◆ REQUIRED TASK
Copy nothing but the lines from the one containing "drop a point: the patterned blouse" through the last line of the records, repeated exactly and without pictures.

◆ Entries from a pointing dataset
※ ※ ※

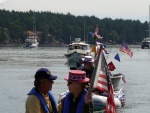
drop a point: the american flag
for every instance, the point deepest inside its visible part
(104, 82)
(126, 49)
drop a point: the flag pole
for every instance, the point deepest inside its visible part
(94, 72)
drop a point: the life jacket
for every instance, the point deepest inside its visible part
(35, 92)
(80, 104)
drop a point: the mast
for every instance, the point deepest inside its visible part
(149, 21)
(34, 23)
(84, 29)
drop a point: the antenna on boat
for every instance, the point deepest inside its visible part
(34, 22)
(149, 21)
(84, 29)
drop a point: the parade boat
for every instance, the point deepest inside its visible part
(100, 100)
(76, 49)
(146, 41)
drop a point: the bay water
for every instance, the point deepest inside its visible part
(18, 66)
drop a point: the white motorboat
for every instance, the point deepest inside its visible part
(99, 101)
(32, 40)
(76, 49)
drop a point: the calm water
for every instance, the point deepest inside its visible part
(18, 66)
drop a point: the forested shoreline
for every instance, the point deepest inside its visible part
(56, 28)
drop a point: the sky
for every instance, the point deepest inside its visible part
(114, 9)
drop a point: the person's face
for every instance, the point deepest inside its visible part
(47, 85)
(73, 86)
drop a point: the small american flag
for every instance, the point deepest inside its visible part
(126, 49)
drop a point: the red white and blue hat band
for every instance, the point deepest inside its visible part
(77, 76)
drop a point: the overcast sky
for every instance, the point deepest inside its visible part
(124, 9)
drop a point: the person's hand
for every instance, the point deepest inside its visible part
(88, 97)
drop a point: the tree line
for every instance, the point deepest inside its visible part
(56, 28)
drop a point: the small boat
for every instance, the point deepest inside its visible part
(32, 40)
(145, 43)
(100, 101)
(76, 49)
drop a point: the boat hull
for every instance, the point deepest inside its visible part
(73, 57)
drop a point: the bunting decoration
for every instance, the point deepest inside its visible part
(111, 66)
(126, 49)
(117, 57)
(102, 81)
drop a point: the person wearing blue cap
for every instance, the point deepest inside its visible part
(40, 99)
(77, 100)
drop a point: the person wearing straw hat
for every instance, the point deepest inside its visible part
(77, 100)
(40, 99)
(88, 66)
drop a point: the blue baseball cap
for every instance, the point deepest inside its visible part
(44, 73)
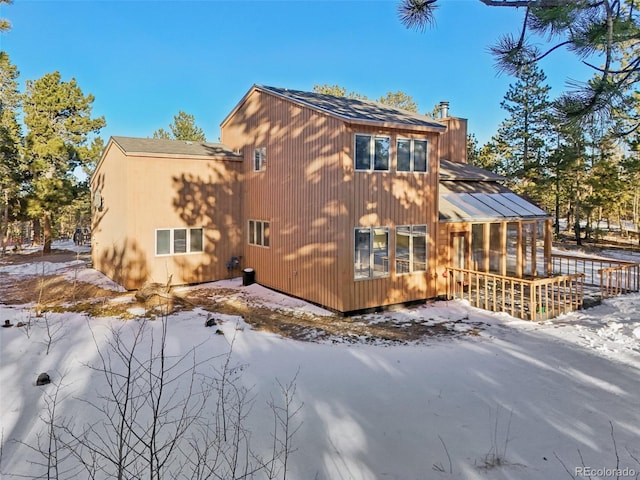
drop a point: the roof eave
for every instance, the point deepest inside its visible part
(393, 125)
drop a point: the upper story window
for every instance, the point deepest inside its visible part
(259, 159)
(372, 152)
(412, 155)
(172, 241)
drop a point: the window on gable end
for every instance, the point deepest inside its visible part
(371, 152)
(411, 155)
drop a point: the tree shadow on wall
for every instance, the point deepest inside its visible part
(211, 200)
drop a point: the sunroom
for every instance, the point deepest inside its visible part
(498, 250)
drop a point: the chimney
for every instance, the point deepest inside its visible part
(444, 109)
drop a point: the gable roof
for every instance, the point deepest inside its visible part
(351, 110)
(163, 146)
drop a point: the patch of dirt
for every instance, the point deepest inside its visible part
(57, 293)
(305, 326)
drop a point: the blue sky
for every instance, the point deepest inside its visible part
(145, 60)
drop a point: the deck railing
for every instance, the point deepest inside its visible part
(537, 299)
(614, 277)
(619, 280)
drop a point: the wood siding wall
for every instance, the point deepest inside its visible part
(145, 193)
(453, 142)
(313, 199)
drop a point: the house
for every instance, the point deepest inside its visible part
(346, 203)
(165, 211)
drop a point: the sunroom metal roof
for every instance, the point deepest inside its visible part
(484, 202)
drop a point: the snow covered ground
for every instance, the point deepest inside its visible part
(519, 400)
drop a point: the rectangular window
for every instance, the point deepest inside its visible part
(478, 256)
(163, 242)
(372, 152)
(196, 240)
(411, 155)
(259, 159)
(173, 241)
(411, 249)
(403, 153)
(180, 240)
(371, 252)
(258, 233)
(363, 152)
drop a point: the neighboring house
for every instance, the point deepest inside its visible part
(346, 203)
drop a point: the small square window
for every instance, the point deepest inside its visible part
(258, 233)
(163, 242)
(371, 152)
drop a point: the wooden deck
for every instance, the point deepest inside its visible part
(544, 298)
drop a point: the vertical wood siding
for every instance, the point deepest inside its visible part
(454, 140)
(314, 199)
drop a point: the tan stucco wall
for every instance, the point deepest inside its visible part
(143, 193)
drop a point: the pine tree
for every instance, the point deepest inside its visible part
(11, 170)
(58, 119)
(526, 130)
(183, 128)
(607, 28)
(399, 100)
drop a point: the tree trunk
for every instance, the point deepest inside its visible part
(557, 224)
(36, 231)
(4, 223)
(46, 247)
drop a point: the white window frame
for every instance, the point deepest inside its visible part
(189, 232)
(256, 236)
(384, 261)
(411, 261)
(259, 159)
(372, 152)
(412, 154)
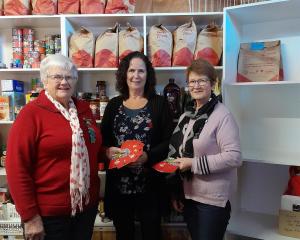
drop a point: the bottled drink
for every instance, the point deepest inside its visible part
(172, 94)
(103, 99)
(94, 105)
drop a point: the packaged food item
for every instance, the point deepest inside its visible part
(16, 7)
(68, 6)
(16, 102)
(120, 6)
(130, 40)
(81, 48)
(172, 95)
(184, 44)
(160, 46)
(260, 62)
(11, 85)
(95, 107)
(103, 99)
(4, 109)
(44, 6)
(92, 6)
(210, 44)
(107, 48)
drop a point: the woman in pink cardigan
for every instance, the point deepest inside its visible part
(206, 147)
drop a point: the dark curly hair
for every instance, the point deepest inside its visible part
(121, 76)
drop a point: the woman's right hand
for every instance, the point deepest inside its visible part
(34, 229)
(111, 151)
(178, 205)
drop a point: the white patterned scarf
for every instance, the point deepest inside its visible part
(80, 168)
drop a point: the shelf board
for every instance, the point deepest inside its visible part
(33, 21)
(256, 12)
(277, 157)
(99, 223)
(2, 171)
(20, 70)
(262, 83)
(255, 225)
(96, 69)
(179, 68)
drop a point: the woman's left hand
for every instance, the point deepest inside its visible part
(183, 164)
(140, 161)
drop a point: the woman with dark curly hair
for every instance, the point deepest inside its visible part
(138, 113)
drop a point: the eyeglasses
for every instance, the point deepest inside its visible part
(200, 82)
(59, 77)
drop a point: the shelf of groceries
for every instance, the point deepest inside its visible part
(13, 70)
(63, 29)
(3, 172)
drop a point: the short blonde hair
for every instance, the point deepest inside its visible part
(202, 67)
(57, 60)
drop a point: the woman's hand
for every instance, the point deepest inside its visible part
(112, 151)
(34, 229)
(183, 164)
(140, 161)
(178, 205)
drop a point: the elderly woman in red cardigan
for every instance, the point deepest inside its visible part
(52, 158)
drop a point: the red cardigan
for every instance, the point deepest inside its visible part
(39, 156)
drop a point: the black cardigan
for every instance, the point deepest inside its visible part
(162, 127)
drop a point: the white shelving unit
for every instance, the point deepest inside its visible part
(98, 23)
(268, 115)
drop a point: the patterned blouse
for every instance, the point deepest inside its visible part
(128, 125)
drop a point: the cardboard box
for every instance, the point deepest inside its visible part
(12, 86)
(289, 223)
(4, 108)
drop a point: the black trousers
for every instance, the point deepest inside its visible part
(79, 227)
(206, 222)
(147, 209)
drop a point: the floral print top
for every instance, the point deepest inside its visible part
(128, 127)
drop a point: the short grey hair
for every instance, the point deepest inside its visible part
(57, 60)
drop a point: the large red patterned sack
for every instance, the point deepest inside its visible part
(92, 6)
(120, 6)
(160, 46)
(68, 6)
(210, 44)
(81, 48)
(16, 7)
(107, 48)
(44, 6)
(130, 40)
(184, 44)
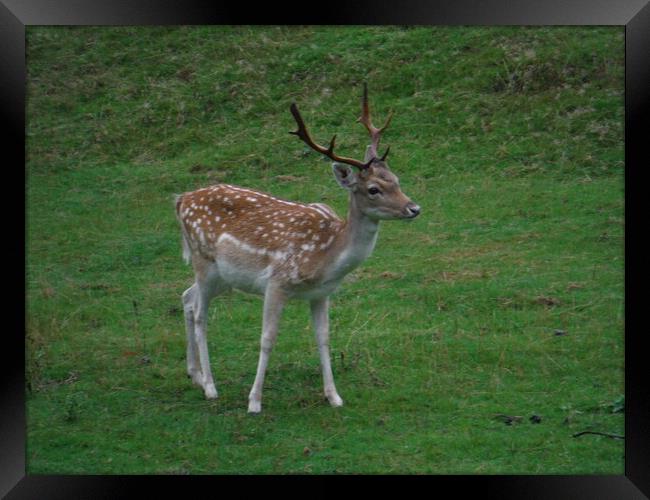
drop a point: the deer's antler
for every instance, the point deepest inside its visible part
(375, 133)
(303, 134)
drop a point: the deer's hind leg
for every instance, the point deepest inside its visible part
(193, 363)
(196, 300)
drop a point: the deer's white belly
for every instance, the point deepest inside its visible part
(247, 279)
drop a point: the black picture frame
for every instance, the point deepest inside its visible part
(634, 15)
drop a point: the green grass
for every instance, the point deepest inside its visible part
(511, 140)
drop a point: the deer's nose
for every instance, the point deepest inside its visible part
(413, 210)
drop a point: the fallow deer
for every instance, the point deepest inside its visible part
(248, 240)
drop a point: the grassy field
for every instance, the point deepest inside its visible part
(502, 302)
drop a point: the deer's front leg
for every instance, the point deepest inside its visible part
(320, 319)
(273, 304)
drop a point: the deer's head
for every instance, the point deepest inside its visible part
(373, 186)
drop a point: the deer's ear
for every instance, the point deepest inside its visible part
(345, 176)
(369, 155)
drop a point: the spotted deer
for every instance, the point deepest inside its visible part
(245, 239)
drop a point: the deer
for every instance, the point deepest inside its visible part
(245, 239)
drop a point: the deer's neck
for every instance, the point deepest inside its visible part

※ ※ ※

◆ FULL OUTPUT
drop a point: the patterned blouse
for every instance, the point deepest inside its visible part
(128, 125)
drop a point: the cardboard box
for every instance, the point deepest inside its visible part
(12, 86)
(289, 223)
(4, 108)
drop a point: the black trousers
for every instance, the point deepest inside its visible part
(79, 227)
(206, 222)
(147, 209)
drop a point: the floral print top
for every instance, the point deepest inside its visible part
(128, 127)
drop a point: the short grey hair
for every instance, the point deepest inside its visible part
(57, 60)
drop a point: the large red patterned sack
for every instance, the point deepest inside its visible part
(92, 6)
(120, 6)
(160, 46)
(68, 6)
(210, 44)
(81, 48)
(16, 7)
(107, 48)
(44, 6)
(130, 40)
(184, 44)
drop a point: the deer's antler
for every instance, the point deepest inside its visible part
(375, 133)
(303, 134)
drop a point: the deer's hind leg
for every instance, the point deepest inside its visible part
(193, 363)
(196, 300)
drop a point: the deer's white belly
for every instance, the point deepest inside its visible part
(247, 279)
drop a point: the black picture frame
for every instance, the point deepest inside its visible part
(634, 15)
drop a point: the green grass
for every instance, the point deepest inside its visible part
(511, 140)
drop a point: the deer's nose
for every instance, the point deepest inside its visible part
(413, 210)
drop a point: the fallow deer
for every instance, the point deepest inside its visible part
(248, 240)
drop a point: the grassy field
for every instance, the point deepest inside its visible part
(502, 302)
drop a point: the deer's front leg
for every instance, the point deepest inside its visible part
(320, 319)
(273, 304)
drop a point: the deer's head
for every instance, the point deepest inside its visible part
(373, 186)
drop a point: the deer's ear
for every instance, the point deepest inside its visible part
(345, 176)
(369, 155)
drop a point: the spotted deer
for every instance, the point deepest inside its visible part
(245, 239)
drop a point: the deer
for every instance, the point deepest inside its visible part
(245, 239)
drop a point: the deer's neck
for every instance, the point deepest inside its visible part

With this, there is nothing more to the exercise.